» **Given exercise**
Please pull out every line in the items below that contains the word "doormat", copying each one in full.

» **Listed records**
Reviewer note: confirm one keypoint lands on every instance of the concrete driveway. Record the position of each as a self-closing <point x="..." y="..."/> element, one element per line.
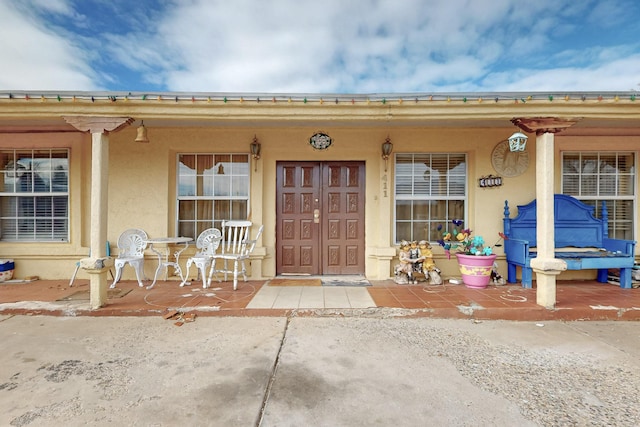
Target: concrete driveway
<point x="316" y="371"/>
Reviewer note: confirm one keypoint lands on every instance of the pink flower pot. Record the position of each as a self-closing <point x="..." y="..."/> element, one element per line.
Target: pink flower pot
<point x="476" y="270"/>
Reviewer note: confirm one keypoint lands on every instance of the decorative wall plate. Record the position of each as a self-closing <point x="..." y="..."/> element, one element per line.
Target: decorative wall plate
<point x="320" y="141"/>
<point x="509" y="163"/>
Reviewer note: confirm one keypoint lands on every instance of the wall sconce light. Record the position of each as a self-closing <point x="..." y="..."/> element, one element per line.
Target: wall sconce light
<point x="518" y="142"/>
<point x="387" y="147"/>
<point x="142" y="133"/>
<point x="255" y="151"/>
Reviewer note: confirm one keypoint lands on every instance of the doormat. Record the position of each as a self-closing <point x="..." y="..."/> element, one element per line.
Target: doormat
<point x="84" y="295"/>
<point x="345" y="281"/>
<point x="295" y="282"/>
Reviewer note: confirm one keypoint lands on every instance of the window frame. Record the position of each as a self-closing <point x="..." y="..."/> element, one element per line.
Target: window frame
<point x="23" y="166"/>
<point x="236" y="173"/>
<point x="450" y="198"/>
<point x="615" y="228"/>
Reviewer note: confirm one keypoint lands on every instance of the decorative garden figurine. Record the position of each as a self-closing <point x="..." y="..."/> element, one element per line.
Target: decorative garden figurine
<point x="404" y="270"/>
<point x="428" y="266"/>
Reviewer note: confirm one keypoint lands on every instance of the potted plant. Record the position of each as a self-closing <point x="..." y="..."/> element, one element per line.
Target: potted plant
<point x="475" y="259"/>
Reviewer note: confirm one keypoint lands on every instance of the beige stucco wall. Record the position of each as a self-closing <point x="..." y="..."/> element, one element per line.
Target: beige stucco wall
<point x="142" y="189"/>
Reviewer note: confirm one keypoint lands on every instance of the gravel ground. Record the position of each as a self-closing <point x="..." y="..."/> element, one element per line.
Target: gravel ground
<point x="374" y="369"/>
<point x="551" y="387"/>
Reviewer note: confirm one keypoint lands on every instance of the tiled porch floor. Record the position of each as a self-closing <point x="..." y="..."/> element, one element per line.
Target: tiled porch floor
<point x="575" y="300"/>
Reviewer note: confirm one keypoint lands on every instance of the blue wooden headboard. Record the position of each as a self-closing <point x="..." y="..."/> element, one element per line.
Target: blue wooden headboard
<point x="575" y="225"/>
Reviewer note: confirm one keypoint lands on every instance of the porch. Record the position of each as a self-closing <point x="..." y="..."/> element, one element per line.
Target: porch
<point x="577" y="300"/>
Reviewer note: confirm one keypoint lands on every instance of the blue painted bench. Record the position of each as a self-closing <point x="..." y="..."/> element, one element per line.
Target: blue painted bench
<point x="577" y="228"/>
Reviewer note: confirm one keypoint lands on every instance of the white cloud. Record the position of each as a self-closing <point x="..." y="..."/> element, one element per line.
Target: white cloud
<point x="320" y="46"/>
<point x="36" y="58"/>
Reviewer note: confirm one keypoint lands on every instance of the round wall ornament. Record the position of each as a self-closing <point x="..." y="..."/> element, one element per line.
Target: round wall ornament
<point x="509" y="163"/>
<point x="320" y="141"/>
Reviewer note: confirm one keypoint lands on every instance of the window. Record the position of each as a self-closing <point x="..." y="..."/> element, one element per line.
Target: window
<point x="211" y="188"/>
<point x="594" y="177"/>
<point x="430" y="190"/>
<point x="34" y="202"/>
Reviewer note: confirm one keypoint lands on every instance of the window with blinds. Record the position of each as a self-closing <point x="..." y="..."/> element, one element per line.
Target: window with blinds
<point x="211" y="188"/>
<point x="430" y="191"/>
<point x="594" y="177"/>
<point x="34" y="201"/>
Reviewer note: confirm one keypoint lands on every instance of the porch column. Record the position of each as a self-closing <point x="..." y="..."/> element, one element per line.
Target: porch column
<point x="546" y="266"/>
<point x="98" y="264"/>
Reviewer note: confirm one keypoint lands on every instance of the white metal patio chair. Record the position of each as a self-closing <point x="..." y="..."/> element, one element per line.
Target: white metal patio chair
<point x="207" y="245"/>
<point x="236" y="247"/>
<point x="131" y="246"/>
<point x="75" y="272"/>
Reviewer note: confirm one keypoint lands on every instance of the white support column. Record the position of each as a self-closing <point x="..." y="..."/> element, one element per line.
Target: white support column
<point x="98" y="264"/>
<point x="545" y="264"/>
<point x="99" y="216"/>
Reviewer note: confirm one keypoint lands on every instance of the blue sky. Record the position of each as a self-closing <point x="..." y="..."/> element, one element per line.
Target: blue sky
<point x="320" y="46"/>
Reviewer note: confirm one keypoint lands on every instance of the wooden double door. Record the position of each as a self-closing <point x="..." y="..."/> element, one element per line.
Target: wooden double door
<point x="320" y="218"/>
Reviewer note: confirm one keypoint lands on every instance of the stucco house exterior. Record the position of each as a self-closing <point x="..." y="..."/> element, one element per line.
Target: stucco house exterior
<point x="316" y="177"/>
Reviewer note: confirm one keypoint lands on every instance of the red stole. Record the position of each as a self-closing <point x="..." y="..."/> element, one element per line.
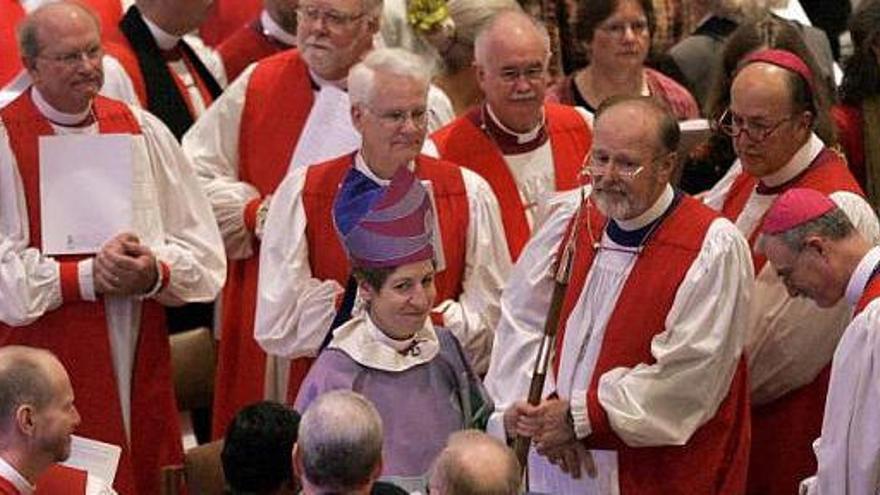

» **Output below**
Reviewer note: confirm one keypoint lands on every instance of the doormat. Record the position of each as a self-closing <point x="..." y="..."/> element, one element per line.
Target: doormat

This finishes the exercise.